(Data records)
══════════════════════════════

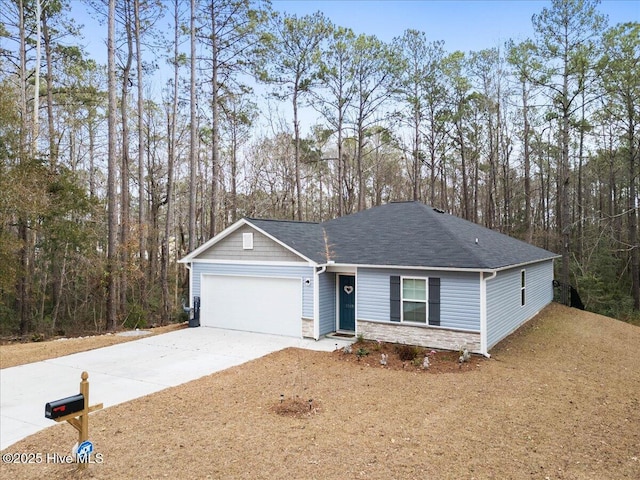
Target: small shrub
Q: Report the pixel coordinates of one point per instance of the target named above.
(407, 353)
(362, 352)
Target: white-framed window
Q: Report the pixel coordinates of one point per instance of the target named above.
(414, 300)
(247, 241)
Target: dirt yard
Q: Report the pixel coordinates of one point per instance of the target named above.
(14, 353)
(560, 399)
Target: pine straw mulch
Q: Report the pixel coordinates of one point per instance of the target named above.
(408, 358)
(560, 399)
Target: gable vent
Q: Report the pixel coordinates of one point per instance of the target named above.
(247, 241)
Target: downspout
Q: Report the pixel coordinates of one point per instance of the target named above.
(483, 312)
(316, 301)
(190, 302)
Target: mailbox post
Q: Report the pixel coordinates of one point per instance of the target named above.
(75, 410)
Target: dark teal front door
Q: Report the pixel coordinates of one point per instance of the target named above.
(347, 303)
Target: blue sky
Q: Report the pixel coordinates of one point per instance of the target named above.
(463, 24)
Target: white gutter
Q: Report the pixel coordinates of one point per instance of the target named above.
(316, 301)
(483, 311)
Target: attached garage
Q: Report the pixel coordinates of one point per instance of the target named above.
(255, 304)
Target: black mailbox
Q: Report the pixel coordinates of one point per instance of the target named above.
(64, 406)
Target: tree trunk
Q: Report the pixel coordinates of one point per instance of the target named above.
(193, 152)
(215, 121)
(53, 145)
(112, 173)
(142, 230)
(296, 132)
(125, 201)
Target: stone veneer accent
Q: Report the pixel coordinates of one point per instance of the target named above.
(421, 336)
(307, 328)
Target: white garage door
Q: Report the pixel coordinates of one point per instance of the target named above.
(253, 304)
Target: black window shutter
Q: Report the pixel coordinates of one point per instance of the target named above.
(394, 298)
(434, 301)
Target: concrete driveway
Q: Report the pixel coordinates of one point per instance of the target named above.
(130, 370)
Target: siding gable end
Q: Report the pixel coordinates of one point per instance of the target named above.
(264, 248)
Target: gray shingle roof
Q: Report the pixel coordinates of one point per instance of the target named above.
(404, 234)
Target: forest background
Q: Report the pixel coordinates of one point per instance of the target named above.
(106, 182)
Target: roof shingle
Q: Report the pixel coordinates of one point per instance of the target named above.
(407, 234)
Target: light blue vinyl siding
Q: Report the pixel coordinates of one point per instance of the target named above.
(302, 272)
(459, 296)
(327, 283)
(504, 310)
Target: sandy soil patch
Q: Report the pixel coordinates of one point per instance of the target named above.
(18, 353)
(560, 399)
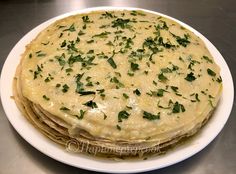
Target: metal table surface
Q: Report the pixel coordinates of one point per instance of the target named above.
(215, 19)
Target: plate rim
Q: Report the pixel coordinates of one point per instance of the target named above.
(5, 98)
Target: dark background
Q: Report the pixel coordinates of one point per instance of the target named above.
(215, 19)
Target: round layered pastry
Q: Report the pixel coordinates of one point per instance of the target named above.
(126, 83)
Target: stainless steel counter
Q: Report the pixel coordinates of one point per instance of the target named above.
(216, 19)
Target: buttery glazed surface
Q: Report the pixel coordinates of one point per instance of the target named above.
(175, 72)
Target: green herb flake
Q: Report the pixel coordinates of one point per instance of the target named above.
(134, 66)
(207, 59)
(63, 44)
(174, 88)
(65, 88)
(81, 114)
(125, 96)
(210, 72)
(123, 115)
(219, 79)
(137, 92)
(86, 93)
(118, 127)
(122, 23)
(90, 41)
(102, 35)
(86, 19)
(108, 15)
(150, 116)
(47, 80)
(63, 108)
(112, 62)
(177, 108)
(91, 104)
(69, 70)
(71, 28)
(196, 97)
(190, 77)
(160, 92)
(162, 78)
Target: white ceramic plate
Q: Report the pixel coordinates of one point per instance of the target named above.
(46, 146)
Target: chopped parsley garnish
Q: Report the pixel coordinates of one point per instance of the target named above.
(122, 23)
(65, 88)
(81, 33)
(63, 108)
(91, 104)
(160, 92)
(112, 62)
(118, 127)
(71, 46)
(219, 80)
(137, 92)
(86, 19)
(90, 41)
(102, 35)
(46, 98)
(69, 70)
(123, 115)
(86, 92)
(150, 116)
(177, 108)
(210, 72)
(182, 41)
(41, 54)
(190, 77)
(37, 72)
(108, 15)
(125, 96)
(135, 13)
(72, 59)
(196, 96)
(61, 60)
(174, 88)
(134, 66)
(79, 84)
(207, 59)
(81, 114)
(117, 82)
(71, 28)
(162, 78)
(63, 44)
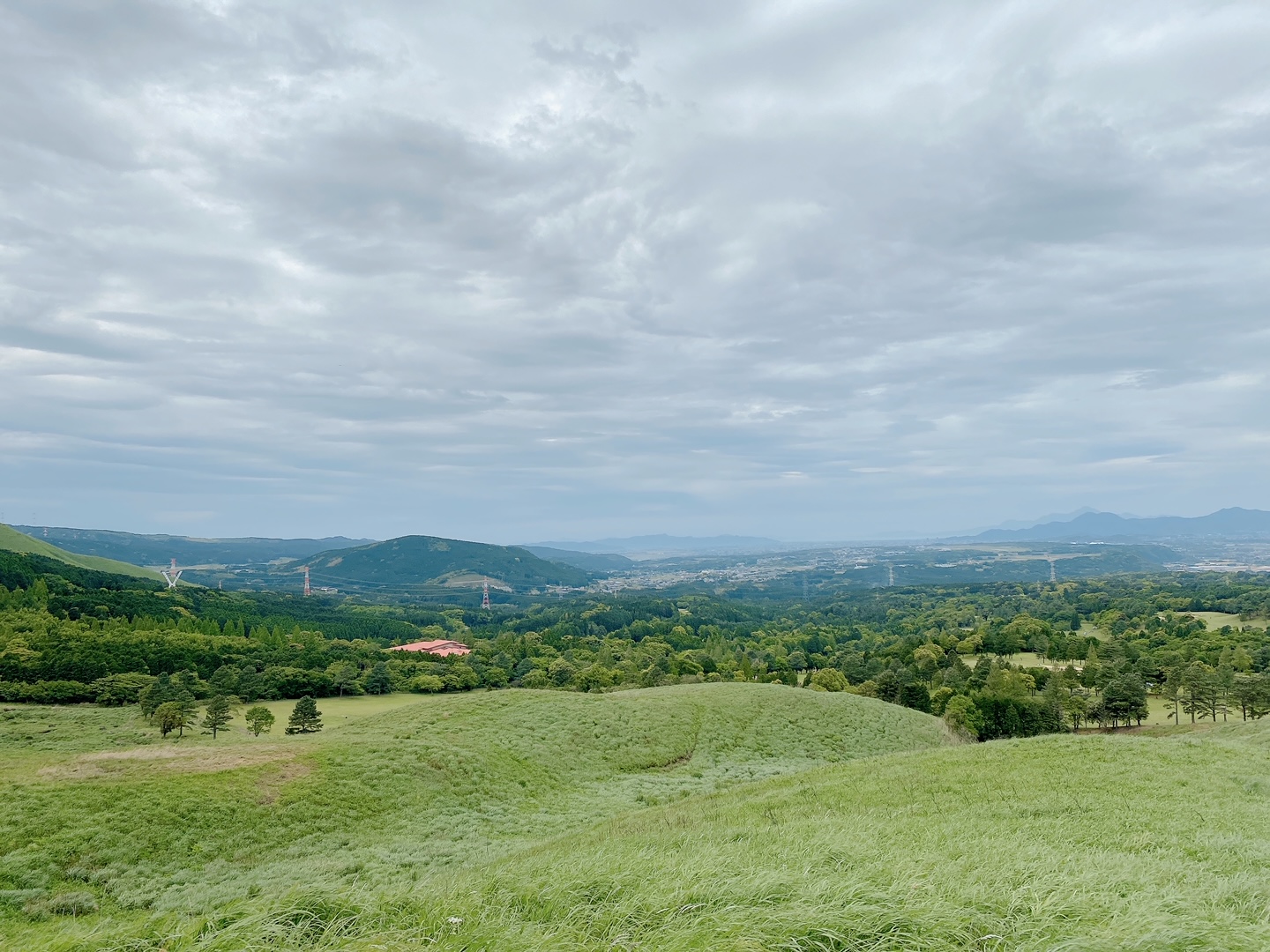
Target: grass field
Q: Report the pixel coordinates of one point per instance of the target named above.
(14, 541)
(712, 816)
(1218, 620)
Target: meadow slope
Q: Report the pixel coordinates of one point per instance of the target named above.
(692, 818)
(14, 541)
(92, 801)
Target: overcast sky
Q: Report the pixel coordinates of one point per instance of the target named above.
(508, 271)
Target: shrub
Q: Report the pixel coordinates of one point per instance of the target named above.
(116, 689)
(830, 680)
(427, 683)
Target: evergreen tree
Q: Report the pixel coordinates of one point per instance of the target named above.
(378, 681)
(305, 718)
(259, 718)
(175, 716)
(217, 715)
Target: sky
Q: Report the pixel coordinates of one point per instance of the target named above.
(564, 271)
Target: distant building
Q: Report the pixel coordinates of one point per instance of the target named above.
(435, 648)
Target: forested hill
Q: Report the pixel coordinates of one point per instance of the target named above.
(14, 541)
(156, 550)
(426, 564)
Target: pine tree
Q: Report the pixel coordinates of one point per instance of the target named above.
(259, 718)
(305, 718)
(217, 714)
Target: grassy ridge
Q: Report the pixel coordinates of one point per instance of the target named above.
(409, 564)
(447, 781)
(1090, 843)
(14, 541)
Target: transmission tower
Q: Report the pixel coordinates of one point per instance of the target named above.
(172, 576)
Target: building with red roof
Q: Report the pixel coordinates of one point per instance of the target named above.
(435, 648)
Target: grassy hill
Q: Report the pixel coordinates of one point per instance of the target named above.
(14, 541)
(422, 564)
(714, 816)
(156, 550)
(92, 800)
(588, 562)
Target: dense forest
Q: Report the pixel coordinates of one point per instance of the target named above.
(1095, 648)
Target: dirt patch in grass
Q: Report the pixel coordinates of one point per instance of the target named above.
(272, 784)
(113, 763)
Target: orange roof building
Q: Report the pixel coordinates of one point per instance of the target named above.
(435, 648)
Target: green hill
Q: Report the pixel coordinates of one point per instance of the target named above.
(709, 816)
(424, 564)
(156, 550)
(14, 541)
(417, 791)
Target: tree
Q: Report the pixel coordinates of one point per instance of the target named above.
(121, 688)
(175, 716)
(1198, 687)
(217, 715)
(1076, 709)
(343, 675)
(963, 718)
(1124, 698)
(830, 680)
(1252, 695)
(259, 718)
(378, 681)
(305, 718)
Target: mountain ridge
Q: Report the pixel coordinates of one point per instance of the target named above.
(1232, 522)
(16, 541)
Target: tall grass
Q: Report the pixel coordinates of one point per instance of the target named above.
(196, 827)
(1052, 843)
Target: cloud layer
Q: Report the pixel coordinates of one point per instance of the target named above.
(507, 271)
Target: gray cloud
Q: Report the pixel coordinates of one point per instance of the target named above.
(503, 271)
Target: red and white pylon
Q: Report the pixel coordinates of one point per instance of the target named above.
(172, 576)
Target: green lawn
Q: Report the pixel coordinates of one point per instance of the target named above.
(407, 786)
(14, 541)
(710, 816)
(1217, 620)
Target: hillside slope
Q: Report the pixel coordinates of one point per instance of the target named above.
(422, 562)
(158, 550)
(1095, 843)
(14, 541)
(1232, 524)
(444, 782)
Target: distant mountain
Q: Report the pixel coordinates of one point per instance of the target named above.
(427, 565)
(14, 541)
(1232, 524)
(159, 550)
(669, 544)
(589, 562)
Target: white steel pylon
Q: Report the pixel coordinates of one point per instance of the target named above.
(172, 576)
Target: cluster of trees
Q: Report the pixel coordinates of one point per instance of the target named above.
(1102, 645)
(176, 710)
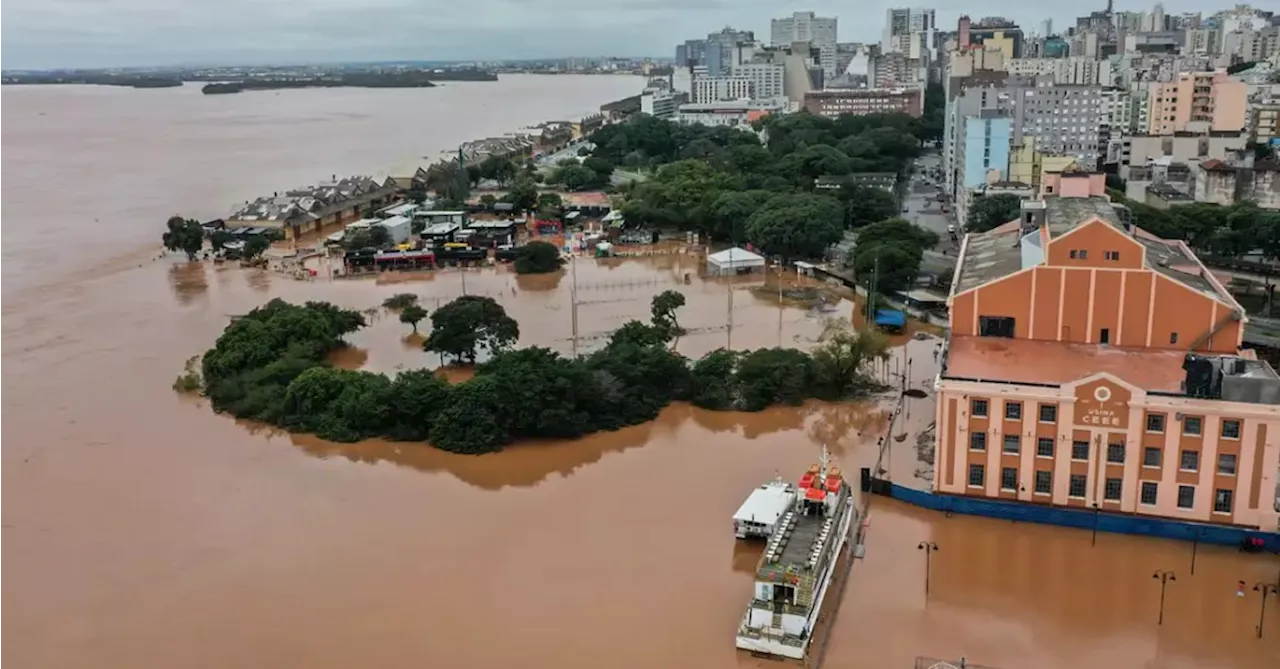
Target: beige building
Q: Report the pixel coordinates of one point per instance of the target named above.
(1096, 366)
(1197, 101)
(1183, 147)
(1225, 183)
(1265, 125)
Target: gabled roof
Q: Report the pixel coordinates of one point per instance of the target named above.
(997, 253)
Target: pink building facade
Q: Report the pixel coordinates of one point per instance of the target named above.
(1093, 365)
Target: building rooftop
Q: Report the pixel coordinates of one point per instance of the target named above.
(997, 253)
(1029, 361)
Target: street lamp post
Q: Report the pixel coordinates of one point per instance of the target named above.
(1265, 589)
(1164, 576)
(1196, 546)
(929, 549)
(1095, 541)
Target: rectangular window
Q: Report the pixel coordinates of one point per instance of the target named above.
(1009, 479)
(1223, 500)
(1185, 496)
(1150, 493)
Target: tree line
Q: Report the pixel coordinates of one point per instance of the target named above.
(270, 366)
(1225, 232)
(792, 196)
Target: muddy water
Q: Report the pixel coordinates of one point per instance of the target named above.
(137, 528)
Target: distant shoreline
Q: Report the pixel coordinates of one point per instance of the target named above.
(231, 83)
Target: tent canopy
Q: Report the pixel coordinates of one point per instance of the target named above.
(734, 259)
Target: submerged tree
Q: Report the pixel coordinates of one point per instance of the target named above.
(411, 315)
(183, 234)
(470, 322)
(842, 354)
(663, 308)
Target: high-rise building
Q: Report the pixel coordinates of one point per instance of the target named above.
(804, 27)
(910, 32)
(767, 79)
(721, 88)
(1198, 101)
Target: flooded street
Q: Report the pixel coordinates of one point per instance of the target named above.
(138, 528)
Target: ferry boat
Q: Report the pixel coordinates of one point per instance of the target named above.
(798, 563)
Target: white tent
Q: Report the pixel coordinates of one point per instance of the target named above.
(734, 261)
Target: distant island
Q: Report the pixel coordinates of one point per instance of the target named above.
(353, 79)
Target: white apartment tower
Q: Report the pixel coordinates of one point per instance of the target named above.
(804, 27)
(909, 32)
(721, 88)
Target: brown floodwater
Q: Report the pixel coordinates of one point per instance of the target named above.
(138, 528)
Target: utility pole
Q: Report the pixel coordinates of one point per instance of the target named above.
(732, 270)
(1164, 576)
(929, 549)
(572, 294)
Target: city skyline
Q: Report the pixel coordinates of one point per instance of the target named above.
(115, 33)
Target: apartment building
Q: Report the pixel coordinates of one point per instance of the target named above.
(767, 79)
(720, 88)
(909, 32)
(1265, 122)
(1197, 100)
(860, 101)
(1092, 365)
(1074, 69)
(805, 27)
(1188, 149)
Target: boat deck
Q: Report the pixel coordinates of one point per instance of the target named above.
(799, 544)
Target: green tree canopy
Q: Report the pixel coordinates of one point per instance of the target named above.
(183, 234)
(469, 324)
(796, 225)
(412, 315)
(538, 257)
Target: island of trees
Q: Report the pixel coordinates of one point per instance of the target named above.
(351, 79)
(272, 366)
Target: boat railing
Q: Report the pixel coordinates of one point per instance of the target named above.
(784, 608)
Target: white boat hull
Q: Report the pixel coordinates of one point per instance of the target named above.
(776, 646)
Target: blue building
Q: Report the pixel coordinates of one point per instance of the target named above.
(984, 146)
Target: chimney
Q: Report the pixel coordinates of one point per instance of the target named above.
(1033, 214)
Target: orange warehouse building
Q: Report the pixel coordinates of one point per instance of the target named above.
(1095, 365)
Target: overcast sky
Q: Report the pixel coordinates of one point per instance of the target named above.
(56, 33)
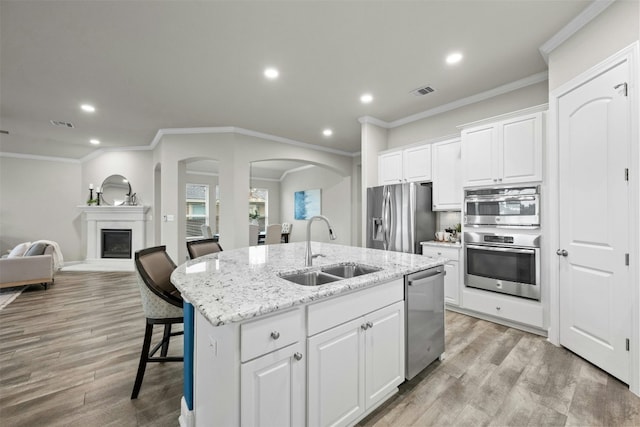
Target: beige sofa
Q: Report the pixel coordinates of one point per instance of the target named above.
(27, 270)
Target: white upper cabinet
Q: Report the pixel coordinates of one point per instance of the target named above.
(504, 152)
(447, 175)
(409, 165)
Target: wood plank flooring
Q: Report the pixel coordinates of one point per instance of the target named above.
(68, 356)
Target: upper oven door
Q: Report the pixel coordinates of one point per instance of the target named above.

══════════════════════════════

**TASK:** Starting from the line where "Target: brown floodwater" appears, copy every line through the end of the material, both ends included, but no pictures.

**SOLVED EXERCISE:**
Target: brown floodwater
Q: Report the pixel coordinates of one point per instance of the target named above.
(138, 528)
Target: utility pole
Q: Report the pixel coordinates of one point per instance of the target named above.
(732, 270)
(1164, 576)
(929, 549)
(572, 294)
Target: city skyline
Q: Report the pixel coordinates of one point per instance of the target named above.
(115, 33)
Target: apartment building
Q: Report the pixel coordinates of one point per instance of the target named above.
(767, 79)
(720, 88)
(909, 32)
(1265, 122)
(1197, 100)
(860, 101)
(1092, 365)
(1074, 69)
(805, 27)
(1188, 149)
Target: boat deck
Q: Report the pixel coordinates of one point per instance of the target named above.
(799, 544)
Target: green tree canopy
Q: Report the pixel coordinates of one point per instance of the target named above.
(183, 234)
(469, 324)
(796, 225)
(412, 315)
(538, 257)
Target: island of trees
Q: Report the pixel coordinates of one point per instance of the target named above.
(351, 79)
(272, 366)
Target: boat railing
Q: Report the pixel coordinates of one point per instance of the target named above.
(784, 608)
Target: white boat hull
Q: Report the pixel coordinates of one point per instance of the target named above.
(776, 646)
Target: blue building
Q: Report the pixel coordinates of one point per instance of the target named above.
(984, 146)
Target: chimney
Q: Report the pixel coordinates of one point per instance of the target named above.
(1033, 214)
Target: orange warehouse building
Q: Report the pixel coordinates of one point per instance of the target named above.
(1095, 365)
Target: overcast sky
Q: Report the pixel coordinates of one point per instance of the target named above.
(56, 33)
Target: beige sofa
Q: Report the pixel coordinates of one point per instance of the target named above.
(27, 270)
Target: white upper cabinet
Q: Report the pixel coordinates of one point per instance of the target named above.
(504, 152)
(447, 175)
(409, 165)
Target: wood plank flooring
Q: Report the pixel coordinates of one point per instance of the target named above.
(68, 356)
Target: upper oven door
Q: Report the pixel coordinates of one point per instance of the target named above.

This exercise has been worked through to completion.